- **Goal**: Locate the line that contains "of the clear". Copy it and every following line through the end of the records, exactly, and include nothing else.

- **Data items**:
-- Start --

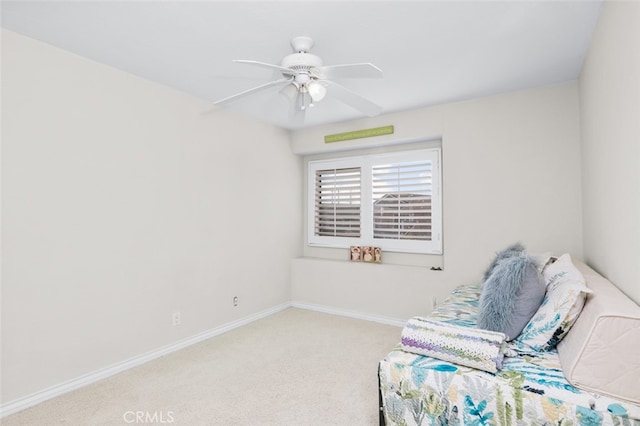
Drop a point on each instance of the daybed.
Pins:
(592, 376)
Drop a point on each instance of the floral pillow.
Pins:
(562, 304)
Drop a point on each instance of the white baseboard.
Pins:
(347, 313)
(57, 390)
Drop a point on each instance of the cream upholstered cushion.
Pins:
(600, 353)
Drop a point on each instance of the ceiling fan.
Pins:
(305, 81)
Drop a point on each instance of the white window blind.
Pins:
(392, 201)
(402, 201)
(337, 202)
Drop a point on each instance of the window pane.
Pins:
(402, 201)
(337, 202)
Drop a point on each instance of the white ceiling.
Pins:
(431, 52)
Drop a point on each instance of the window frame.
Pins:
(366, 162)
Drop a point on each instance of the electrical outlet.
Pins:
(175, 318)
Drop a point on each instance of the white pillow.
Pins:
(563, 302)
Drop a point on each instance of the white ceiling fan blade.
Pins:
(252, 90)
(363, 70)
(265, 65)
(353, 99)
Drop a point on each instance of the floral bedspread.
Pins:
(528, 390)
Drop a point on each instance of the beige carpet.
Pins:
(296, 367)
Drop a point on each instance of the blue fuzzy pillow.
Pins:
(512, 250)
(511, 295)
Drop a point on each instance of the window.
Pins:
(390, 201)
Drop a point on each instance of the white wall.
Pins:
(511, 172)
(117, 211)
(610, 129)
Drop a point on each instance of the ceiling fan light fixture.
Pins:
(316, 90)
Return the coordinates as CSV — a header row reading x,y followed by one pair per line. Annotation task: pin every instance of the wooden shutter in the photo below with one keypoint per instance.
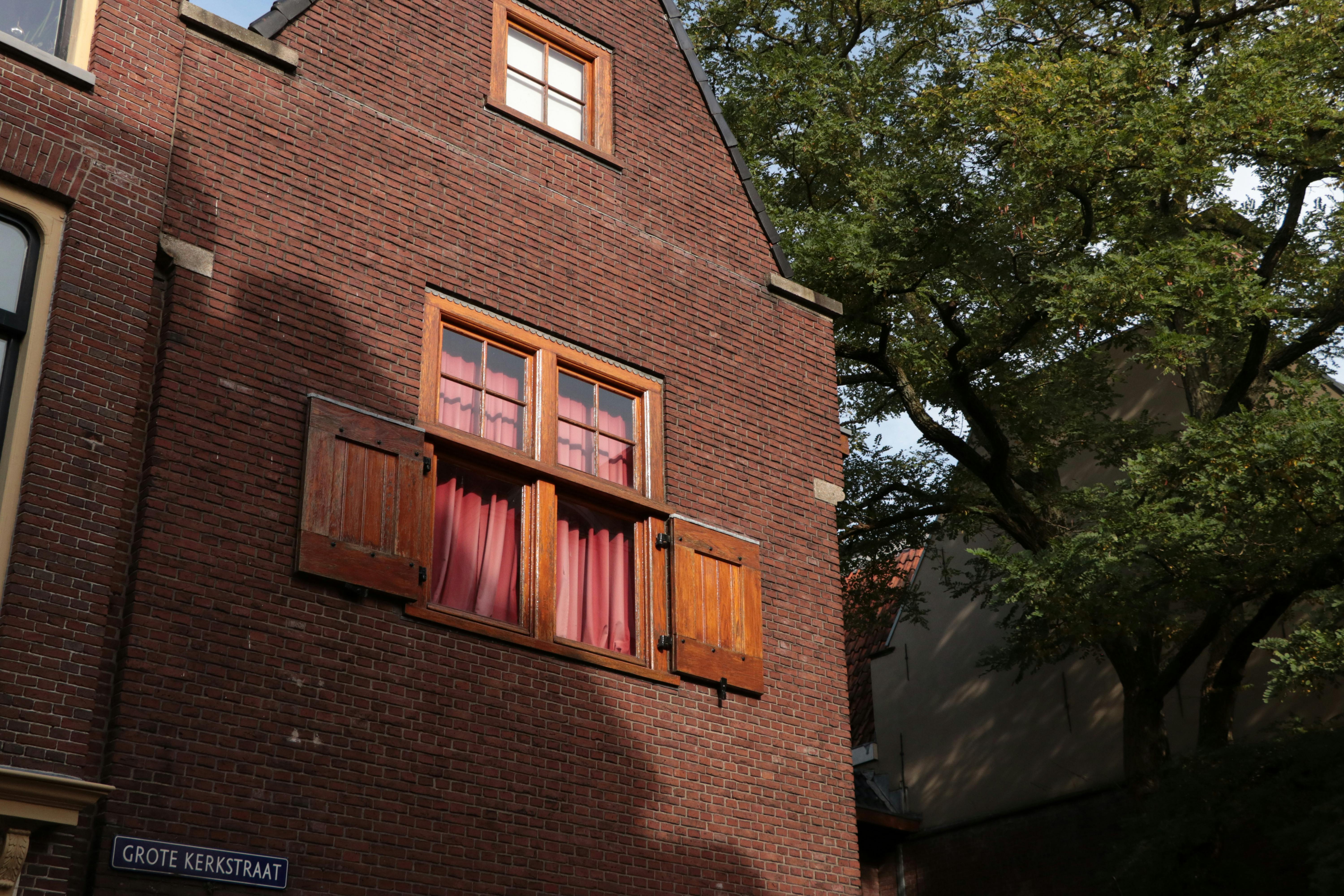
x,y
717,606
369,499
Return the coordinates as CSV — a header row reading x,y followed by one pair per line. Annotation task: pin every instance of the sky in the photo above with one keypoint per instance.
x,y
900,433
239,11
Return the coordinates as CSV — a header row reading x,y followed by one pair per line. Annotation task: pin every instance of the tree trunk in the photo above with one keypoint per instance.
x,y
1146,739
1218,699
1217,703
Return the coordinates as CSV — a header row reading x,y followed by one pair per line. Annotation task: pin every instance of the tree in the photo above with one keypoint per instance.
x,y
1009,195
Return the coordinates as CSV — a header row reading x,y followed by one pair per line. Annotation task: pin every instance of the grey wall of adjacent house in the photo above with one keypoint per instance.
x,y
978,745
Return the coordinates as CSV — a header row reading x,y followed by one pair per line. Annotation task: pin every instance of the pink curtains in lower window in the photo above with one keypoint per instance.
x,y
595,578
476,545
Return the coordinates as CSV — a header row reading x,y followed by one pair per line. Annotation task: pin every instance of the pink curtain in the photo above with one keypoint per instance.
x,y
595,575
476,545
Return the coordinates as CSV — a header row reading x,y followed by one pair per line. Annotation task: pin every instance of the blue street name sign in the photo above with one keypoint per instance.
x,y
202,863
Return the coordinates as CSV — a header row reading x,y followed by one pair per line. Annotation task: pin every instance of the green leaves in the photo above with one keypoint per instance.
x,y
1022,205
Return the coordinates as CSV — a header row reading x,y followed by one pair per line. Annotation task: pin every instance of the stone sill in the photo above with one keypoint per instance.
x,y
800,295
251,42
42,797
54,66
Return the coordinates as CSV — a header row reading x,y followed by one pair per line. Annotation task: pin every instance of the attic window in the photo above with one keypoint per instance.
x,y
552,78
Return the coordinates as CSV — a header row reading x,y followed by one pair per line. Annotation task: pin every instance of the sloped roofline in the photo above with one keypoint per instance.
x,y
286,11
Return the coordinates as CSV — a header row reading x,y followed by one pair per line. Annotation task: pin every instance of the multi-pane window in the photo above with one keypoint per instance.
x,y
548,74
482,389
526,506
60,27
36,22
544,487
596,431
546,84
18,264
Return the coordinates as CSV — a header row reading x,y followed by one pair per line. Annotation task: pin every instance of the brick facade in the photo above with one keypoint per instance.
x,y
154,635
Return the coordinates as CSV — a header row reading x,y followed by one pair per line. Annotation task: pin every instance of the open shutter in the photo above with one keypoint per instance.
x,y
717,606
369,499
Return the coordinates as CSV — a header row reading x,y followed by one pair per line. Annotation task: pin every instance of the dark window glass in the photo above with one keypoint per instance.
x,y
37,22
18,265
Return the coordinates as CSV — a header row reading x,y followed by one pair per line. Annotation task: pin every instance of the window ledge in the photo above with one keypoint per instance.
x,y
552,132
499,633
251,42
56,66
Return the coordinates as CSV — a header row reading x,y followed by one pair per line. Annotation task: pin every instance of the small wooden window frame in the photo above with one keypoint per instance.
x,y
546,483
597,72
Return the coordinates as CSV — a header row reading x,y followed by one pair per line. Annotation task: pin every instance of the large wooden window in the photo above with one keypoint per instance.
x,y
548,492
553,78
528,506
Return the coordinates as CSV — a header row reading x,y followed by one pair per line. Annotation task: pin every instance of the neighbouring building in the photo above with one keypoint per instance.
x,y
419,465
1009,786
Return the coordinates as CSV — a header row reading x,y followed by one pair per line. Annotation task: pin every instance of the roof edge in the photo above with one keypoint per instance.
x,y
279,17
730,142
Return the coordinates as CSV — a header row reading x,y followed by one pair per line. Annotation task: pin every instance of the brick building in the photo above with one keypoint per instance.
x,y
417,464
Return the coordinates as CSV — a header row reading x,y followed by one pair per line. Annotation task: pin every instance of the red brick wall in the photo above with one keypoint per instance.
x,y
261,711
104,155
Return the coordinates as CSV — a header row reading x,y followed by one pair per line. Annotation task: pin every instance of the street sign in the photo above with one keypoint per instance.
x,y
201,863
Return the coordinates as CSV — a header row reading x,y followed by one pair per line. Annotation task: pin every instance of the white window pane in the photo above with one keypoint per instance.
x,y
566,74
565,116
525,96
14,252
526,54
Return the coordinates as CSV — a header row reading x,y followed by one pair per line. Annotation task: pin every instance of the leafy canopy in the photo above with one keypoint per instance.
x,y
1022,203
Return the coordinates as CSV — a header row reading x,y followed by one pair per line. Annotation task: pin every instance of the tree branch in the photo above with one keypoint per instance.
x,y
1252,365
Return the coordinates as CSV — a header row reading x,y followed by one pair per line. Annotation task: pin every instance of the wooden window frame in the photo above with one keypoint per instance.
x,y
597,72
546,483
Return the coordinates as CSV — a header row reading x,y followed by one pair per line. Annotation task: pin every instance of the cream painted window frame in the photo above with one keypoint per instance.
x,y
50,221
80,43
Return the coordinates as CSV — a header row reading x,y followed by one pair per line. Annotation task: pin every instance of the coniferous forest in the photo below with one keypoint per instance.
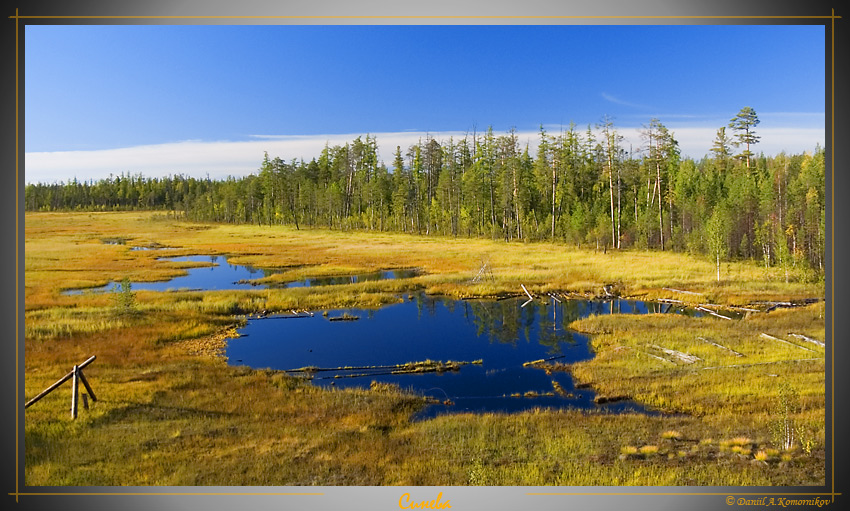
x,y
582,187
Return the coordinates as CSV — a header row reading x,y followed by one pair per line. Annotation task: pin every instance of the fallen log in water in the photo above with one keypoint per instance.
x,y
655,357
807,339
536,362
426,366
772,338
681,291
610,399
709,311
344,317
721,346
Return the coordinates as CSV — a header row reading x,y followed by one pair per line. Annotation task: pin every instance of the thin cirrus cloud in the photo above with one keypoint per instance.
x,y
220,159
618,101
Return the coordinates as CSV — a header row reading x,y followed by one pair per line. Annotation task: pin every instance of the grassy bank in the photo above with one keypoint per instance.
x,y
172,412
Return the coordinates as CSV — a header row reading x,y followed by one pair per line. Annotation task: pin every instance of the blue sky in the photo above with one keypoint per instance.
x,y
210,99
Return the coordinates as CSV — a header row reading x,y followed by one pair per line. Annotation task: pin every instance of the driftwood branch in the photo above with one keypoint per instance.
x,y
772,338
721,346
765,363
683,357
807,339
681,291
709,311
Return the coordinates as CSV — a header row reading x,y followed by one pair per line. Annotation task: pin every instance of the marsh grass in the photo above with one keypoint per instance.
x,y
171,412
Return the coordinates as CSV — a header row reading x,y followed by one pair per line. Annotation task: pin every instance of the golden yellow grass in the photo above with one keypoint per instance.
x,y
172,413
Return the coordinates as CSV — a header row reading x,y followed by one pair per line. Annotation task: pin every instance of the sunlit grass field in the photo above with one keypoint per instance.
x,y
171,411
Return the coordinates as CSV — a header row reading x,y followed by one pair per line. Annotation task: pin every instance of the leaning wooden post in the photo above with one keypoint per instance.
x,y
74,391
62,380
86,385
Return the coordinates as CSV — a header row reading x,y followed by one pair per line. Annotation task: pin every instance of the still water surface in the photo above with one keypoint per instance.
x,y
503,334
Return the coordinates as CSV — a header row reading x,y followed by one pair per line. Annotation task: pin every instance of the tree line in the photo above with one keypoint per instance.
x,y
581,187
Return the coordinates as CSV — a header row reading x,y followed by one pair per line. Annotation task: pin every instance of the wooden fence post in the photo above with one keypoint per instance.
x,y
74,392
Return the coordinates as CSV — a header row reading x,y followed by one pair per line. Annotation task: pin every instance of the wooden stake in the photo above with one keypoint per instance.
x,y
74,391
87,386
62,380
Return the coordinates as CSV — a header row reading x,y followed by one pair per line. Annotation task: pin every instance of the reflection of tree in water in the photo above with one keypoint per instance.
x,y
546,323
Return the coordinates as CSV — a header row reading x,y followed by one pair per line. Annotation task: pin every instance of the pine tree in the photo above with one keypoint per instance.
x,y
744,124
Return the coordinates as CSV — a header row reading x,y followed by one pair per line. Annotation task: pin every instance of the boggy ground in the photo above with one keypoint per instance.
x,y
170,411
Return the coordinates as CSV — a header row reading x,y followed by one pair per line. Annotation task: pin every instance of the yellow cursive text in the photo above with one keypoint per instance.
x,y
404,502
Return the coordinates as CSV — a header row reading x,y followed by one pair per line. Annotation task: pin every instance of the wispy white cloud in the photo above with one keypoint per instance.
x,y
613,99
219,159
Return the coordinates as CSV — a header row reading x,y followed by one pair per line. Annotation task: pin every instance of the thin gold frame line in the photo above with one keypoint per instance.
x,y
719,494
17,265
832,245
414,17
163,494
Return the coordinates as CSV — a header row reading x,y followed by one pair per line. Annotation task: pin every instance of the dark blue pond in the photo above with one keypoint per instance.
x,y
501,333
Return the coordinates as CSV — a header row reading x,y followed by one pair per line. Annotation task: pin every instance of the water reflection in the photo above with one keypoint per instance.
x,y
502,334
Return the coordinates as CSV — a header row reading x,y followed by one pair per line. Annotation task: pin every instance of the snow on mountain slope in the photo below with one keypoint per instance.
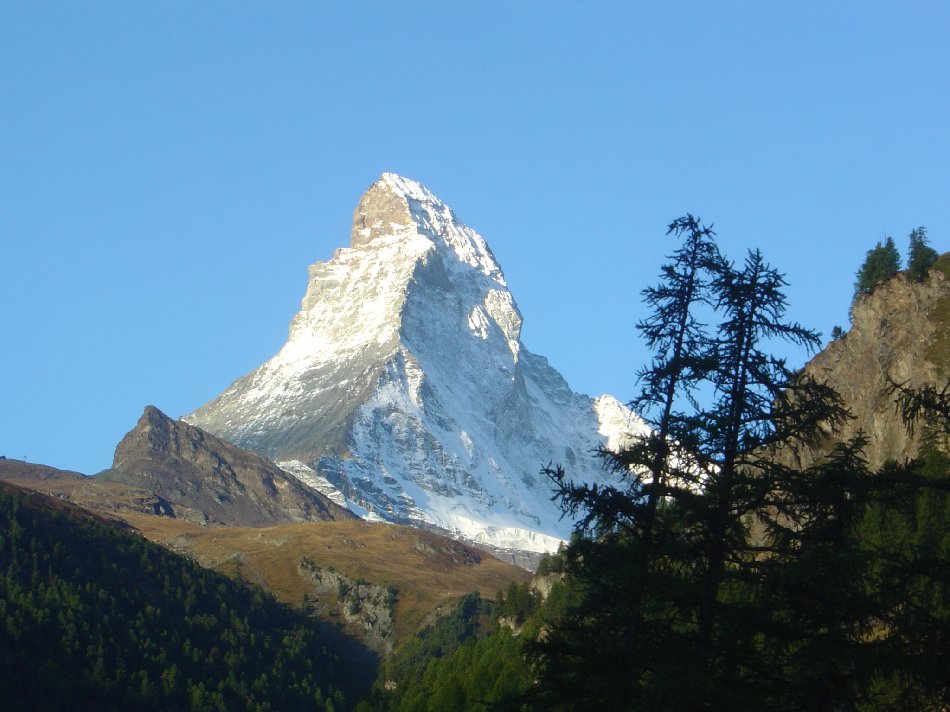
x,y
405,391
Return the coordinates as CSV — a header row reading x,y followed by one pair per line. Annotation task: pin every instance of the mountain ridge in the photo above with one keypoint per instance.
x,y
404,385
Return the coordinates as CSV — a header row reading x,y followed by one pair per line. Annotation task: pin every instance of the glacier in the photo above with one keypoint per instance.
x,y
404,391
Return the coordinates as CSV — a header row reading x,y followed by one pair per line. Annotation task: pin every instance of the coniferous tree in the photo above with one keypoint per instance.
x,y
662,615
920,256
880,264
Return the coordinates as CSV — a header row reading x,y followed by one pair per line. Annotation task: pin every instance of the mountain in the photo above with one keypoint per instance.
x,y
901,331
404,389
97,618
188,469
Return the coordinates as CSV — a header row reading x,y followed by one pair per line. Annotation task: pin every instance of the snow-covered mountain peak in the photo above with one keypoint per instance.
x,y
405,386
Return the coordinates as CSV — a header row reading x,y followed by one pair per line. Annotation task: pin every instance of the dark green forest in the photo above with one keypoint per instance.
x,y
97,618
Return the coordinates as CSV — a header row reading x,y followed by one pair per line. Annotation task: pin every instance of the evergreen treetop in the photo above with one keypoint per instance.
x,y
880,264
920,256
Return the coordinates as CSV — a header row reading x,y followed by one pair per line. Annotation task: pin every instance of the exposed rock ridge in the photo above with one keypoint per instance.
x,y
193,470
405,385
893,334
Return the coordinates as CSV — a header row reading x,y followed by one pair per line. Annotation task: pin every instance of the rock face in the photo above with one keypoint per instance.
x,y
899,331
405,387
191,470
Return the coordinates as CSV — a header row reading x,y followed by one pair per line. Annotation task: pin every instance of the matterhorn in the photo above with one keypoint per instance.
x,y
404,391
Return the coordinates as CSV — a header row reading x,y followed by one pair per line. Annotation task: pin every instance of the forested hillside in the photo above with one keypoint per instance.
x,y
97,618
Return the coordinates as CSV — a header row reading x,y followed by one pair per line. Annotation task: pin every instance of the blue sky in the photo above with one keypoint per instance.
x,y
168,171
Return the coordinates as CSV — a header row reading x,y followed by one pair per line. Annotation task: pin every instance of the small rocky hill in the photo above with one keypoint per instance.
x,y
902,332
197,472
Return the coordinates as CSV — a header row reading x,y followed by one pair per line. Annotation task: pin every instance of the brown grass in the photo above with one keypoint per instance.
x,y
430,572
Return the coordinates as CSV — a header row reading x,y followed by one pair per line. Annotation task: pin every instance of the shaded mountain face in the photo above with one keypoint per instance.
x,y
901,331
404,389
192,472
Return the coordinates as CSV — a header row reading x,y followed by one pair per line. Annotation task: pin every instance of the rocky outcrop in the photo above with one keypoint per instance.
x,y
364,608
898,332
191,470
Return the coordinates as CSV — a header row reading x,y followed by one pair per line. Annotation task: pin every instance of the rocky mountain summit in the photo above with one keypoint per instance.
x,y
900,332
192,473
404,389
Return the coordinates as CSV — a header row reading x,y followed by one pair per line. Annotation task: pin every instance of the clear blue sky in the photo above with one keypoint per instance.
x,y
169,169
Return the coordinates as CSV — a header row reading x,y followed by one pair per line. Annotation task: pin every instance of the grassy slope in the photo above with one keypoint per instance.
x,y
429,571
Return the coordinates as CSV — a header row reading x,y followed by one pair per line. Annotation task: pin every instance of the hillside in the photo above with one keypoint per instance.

-- End --

- **Full response**:
Return the coordinates as CSV — a header row reading x,y followed by one pair per line. Annotation task: pin every instance of the clear blue sky in the photo above with one keypoint per instance.
x,y
169,169
Return the coordinates as CSV — a header row reading x,y followed by one pair per line. Annotation task: pin every instance of the grassy slope in the photo above with one keypoint per instance.
x,y
429,571
Return the coordinates as CSV — a header row reading x,y followed by one pair per line. Annotation task: pin every instance of the hillside in the photo above with one keypoint per instance.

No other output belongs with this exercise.